EXERCISE INSTRUCTIONS » Beginning at the line that contains "TASK = point to the reflection" and ending at the last line of the entries, write out each line exactly; include nothing outside that span.

Records from a point labeling set »
□ □ □ □
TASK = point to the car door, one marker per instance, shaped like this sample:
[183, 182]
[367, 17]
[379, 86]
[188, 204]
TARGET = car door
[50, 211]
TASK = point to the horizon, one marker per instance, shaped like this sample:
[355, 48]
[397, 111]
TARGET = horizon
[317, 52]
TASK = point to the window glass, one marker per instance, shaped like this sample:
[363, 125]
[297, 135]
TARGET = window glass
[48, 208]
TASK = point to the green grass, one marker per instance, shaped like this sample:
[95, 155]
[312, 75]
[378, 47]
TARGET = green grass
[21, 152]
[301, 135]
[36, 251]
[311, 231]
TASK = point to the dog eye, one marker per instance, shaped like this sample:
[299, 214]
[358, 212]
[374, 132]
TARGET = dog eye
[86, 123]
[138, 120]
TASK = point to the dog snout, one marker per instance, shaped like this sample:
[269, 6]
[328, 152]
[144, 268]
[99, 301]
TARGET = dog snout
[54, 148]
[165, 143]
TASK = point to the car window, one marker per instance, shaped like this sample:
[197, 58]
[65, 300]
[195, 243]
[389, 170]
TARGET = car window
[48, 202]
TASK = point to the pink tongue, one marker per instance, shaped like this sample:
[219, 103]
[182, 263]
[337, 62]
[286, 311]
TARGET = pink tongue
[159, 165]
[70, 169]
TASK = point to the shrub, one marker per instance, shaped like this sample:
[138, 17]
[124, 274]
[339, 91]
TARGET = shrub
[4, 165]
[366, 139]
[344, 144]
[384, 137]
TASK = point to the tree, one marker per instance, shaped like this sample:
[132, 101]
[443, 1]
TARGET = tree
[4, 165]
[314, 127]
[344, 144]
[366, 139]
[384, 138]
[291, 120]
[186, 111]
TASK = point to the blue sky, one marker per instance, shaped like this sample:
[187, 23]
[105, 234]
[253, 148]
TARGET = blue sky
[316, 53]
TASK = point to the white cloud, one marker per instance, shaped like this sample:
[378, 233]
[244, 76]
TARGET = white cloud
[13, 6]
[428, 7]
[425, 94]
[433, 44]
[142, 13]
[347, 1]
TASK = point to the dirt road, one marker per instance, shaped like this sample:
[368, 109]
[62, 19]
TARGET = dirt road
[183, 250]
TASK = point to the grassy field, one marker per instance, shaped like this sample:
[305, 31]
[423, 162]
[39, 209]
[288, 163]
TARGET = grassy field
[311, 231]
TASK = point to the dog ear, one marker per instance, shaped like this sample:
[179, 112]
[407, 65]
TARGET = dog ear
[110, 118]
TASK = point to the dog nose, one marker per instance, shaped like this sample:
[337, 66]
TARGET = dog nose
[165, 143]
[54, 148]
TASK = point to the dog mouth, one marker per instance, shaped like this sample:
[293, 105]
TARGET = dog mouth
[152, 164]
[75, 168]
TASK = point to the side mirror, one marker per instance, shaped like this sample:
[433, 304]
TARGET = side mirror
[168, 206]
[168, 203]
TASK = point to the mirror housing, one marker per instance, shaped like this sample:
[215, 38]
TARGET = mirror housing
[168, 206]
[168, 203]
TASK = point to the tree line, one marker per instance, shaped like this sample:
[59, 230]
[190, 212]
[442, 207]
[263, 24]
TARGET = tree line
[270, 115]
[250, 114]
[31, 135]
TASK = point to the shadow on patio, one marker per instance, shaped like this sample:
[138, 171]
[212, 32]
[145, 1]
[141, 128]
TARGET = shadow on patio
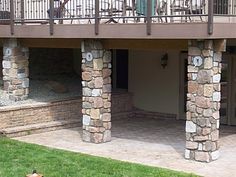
[147, 141]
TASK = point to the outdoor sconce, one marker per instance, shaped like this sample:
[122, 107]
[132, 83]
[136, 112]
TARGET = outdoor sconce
[164, 60]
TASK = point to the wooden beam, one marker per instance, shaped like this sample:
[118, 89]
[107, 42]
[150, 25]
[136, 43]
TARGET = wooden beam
[145, 44]
[142, 44]
[51, 43]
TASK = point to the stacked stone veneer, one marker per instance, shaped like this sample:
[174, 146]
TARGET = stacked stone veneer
[36, 113]
[96, 90]
[203, 102]
[15, 70]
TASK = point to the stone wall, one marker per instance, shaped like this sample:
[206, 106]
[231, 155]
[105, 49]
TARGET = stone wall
[46, 62]
[15, 70]
[13, 116]
[203, 101]
[96, 88]
[139, 113]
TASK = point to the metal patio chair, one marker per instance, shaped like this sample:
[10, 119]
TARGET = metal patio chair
[161, 9]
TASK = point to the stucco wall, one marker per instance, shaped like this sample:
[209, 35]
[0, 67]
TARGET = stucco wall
[154, 88]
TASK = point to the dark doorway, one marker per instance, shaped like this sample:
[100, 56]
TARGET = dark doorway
[122, 69]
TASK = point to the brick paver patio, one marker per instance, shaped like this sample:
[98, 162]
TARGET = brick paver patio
[147, 141]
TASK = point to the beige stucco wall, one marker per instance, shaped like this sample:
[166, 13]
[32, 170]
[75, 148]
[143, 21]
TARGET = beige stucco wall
[154, 88]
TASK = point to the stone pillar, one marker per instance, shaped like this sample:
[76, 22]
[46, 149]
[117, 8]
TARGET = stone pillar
[203, 101]
[96, 88]
[15, 70]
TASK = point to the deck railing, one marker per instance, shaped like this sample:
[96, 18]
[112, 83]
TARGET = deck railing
[16, 12]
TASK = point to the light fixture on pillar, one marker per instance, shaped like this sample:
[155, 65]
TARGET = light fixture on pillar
[164, 60]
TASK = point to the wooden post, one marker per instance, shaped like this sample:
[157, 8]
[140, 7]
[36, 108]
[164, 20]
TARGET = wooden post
[210, 17]
[149, 14]
[12, 16]
[97, 17]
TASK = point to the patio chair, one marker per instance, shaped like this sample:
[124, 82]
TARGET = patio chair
[161, 9]
[197, 7]
[180, 7]
[112, 8]
[188, 7]
[59, 11]
[4, 17]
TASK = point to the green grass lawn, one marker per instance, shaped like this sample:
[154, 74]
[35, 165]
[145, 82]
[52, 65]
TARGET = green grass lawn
[18, 159]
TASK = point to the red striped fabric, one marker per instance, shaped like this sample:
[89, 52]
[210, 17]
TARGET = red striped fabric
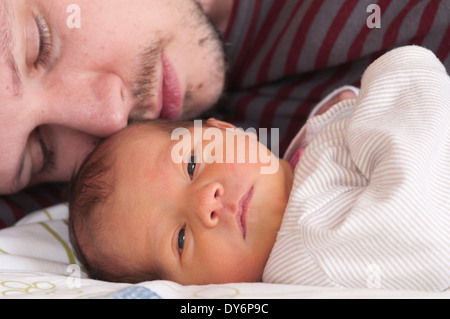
[299, 39]
[333, 32]
[268, 60]
[290, 59]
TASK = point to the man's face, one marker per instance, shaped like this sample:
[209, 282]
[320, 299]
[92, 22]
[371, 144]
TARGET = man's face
[73, 74]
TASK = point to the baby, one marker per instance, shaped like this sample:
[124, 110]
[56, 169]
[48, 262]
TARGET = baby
[348, 206]
[139, 213]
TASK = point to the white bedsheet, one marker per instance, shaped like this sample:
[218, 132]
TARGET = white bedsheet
[37, 261]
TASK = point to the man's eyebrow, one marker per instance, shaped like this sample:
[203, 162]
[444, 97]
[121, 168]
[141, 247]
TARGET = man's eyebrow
[7, 44]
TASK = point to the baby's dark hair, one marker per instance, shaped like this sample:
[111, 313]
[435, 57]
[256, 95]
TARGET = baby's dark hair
[89, 190]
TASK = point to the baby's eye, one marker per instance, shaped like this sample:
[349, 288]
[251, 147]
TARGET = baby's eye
[191, 166]
[181, 238]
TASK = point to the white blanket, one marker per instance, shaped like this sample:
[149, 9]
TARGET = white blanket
[370, 206]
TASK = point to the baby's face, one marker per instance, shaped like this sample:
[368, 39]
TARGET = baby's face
[200, 220]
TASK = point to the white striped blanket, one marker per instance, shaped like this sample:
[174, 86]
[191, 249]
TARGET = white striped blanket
[370, 205]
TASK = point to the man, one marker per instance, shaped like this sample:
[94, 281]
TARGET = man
[62, 88]
[130, 60]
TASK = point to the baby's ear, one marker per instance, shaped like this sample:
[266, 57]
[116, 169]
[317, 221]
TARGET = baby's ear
[219, 124]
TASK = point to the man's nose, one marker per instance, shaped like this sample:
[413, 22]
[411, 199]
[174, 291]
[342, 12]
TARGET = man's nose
[208, 204]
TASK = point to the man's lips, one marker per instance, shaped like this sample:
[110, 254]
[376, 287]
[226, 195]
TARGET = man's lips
[241, 215]
[171, 96]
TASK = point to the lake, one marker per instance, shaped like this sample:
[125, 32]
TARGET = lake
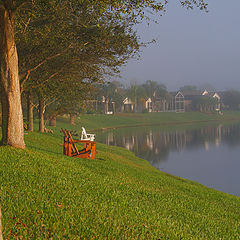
[207, 153]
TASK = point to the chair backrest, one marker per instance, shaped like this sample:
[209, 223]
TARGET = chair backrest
[84, 133]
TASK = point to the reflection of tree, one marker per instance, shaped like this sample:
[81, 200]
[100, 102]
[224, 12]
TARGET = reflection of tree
[155, 144]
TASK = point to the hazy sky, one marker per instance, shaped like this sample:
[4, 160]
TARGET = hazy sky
[193, 47]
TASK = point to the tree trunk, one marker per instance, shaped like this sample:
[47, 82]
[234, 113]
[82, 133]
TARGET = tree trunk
[41, 115]
[1, 237]
[12, 117]
[53, 121]
[72, 118]
[30, 106]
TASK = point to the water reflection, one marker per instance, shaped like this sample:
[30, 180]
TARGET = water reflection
□ □ □ □
SOLUTION FOR THIS EXERCISE »
TASK = point to the reflection of tree, one marker per instance, shaped like this sample:
[81, 200]
[100, 102]
[224, 12]
TARGET = reflection of tree
[155, 144]
TASK = point to the hazy sky, one marker per instance, shaped like this sample:
[4, 160]
TARGET = hazy sky
[193, 47]
TASK = point to the tree trunk, one marker per instance, shaped like this sample:
[47, 82]
[234, 113]
[82, 133]
TARGET = tree trunk
[41, 115]
[1, 237]
[12, 117]
[53, 121]
[72, 118]
[30, 106]
TASK = point to the water reflection, one marker per instance, shaped like this sample:
[30, 180]
TARGET = water reflection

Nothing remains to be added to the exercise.